■ Text provided

Middle East revenue for JP Morgan Chase has almost doubled in the past five years and the biggest US lender expects to grow it by another 50 per cent at least by the end of the decade, the bank’s Europe, Middle East and Africa chief executive has said.
With about 10 per cent yearly growth from 2020 until the end of last year, the Middle East is the fastest growing market within the bank’s broader Emea business, Filippo Gori, who is also the co-head of Global Banking at JP Morgan, told The National in Dubai. The wider Emea was a key contributor to JP Morgan Group’s total global revenue of $180 billion last year.
“From 2020 to 2024, it has grown substantially … faster than the rest of the region,” Mr Gori said. “What I can tell you is that, over the next five years, we believe that the revenues will grow another 50 per cent from here, so the cumulative growth over a decade would definitely be of more than doubling the revenues.”
The lender, which has been part of some of the biggest public floats, debt market and mergers and acquisitions deals in the Middle East over the past five years, has grown above the region’s economic expansion rate and gained market share.
JP Morgan is convinced of the longer-term growth prospects of the region, which Mr Gori said is a major beneficiary of capital movement in the Global South.
Geopolitical headwinds and short-term macroeconomic turbulence have no bearing on JP Morgan’s commitment to the region, where it has been operating for almost nine decades.
“So, we don't make decisions based on macroeconomic factors that could impact things in the next two years, three years, five years. Clearly, you always want to have a view around that, the headwinds that we could be facing,” Mr Gori said.
“But if we believe the narrative, and we do believe the narrative that this region is going to be one of the winners of the Global South and relocation of capital, then you just invest.”
Expansion drive
All lines of JP Morgan's business, whether banking and markets, or asset and wealth management, have their separate plans for growth and investments in the region.
Payments as a product is also becoming an increasingly important part of the growth strategy in this part of the world, Mr Gori said.
“You enter a country, or invest in a region, you're there forever,” he said. “And what we're doing here is that we're investing for the next 20 to 25 years.”

■ Given task a
Pull out every line of the entries that contains the string "blue", matching case exactly.
The article and the entries come from unrelated sources.

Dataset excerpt
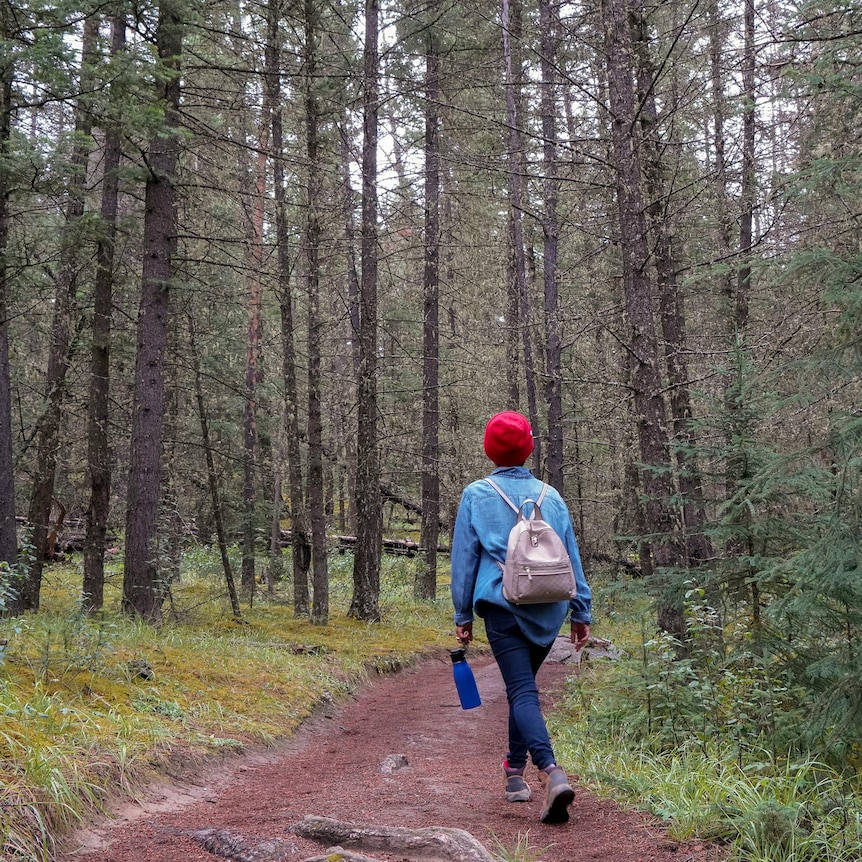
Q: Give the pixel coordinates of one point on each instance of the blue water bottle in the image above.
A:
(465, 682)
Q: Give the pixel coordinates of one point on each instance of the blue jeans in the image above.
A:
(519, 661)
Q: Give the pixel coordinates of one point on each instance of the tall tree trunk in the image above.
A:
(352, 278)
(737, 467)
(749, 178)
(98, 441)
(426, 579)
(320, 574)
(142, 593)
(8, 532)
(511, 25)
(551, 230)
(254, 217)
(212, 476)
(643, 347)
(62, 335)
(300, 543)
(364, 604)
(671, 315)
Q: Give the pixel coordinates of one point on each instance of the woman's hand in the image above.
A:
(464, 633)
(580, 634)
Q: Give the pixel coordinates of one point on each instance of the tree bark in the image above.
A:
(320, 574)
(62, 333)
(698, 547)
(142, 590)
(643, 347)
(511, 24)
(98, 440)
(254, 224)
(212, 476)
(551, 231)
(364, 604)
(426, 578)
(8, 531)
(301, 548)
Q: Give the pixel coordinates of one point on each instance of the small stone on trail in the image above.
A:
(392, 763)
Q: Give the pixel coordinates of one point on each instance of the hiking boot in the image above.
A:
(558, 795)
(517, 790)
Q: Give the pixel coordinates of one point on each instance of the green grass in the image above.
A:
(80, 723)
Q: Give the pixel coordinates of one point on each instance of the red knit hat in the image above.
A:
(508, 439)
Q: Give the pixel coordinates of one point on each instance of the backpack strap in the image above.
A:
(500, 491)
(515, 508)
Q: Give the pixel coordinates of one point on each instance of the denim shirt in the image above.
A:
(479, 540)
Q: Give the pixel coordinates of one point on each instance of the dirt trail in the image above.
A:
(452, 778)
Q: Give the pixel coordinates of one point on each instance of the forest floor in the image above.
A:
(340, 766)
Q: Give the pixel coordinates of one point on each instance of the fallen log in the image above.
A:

■ Given task b
Reproduce the passage of the JP Morgan article from "JP Morgan is" to "the Global South.", word for word.

■ Exercise solution a
Q: Give the pixel coordinates of one point on each instance of the blue water bottle in the image above.
Q: Give the pixel coordinates of one point on each instance of the blue jeans in the image above.

■ Exercise solution b
JP Morgan is convinced of the longer-term growth prospects of the region, which Mr Gori said is a major beneficiary of capital movement in the Global South.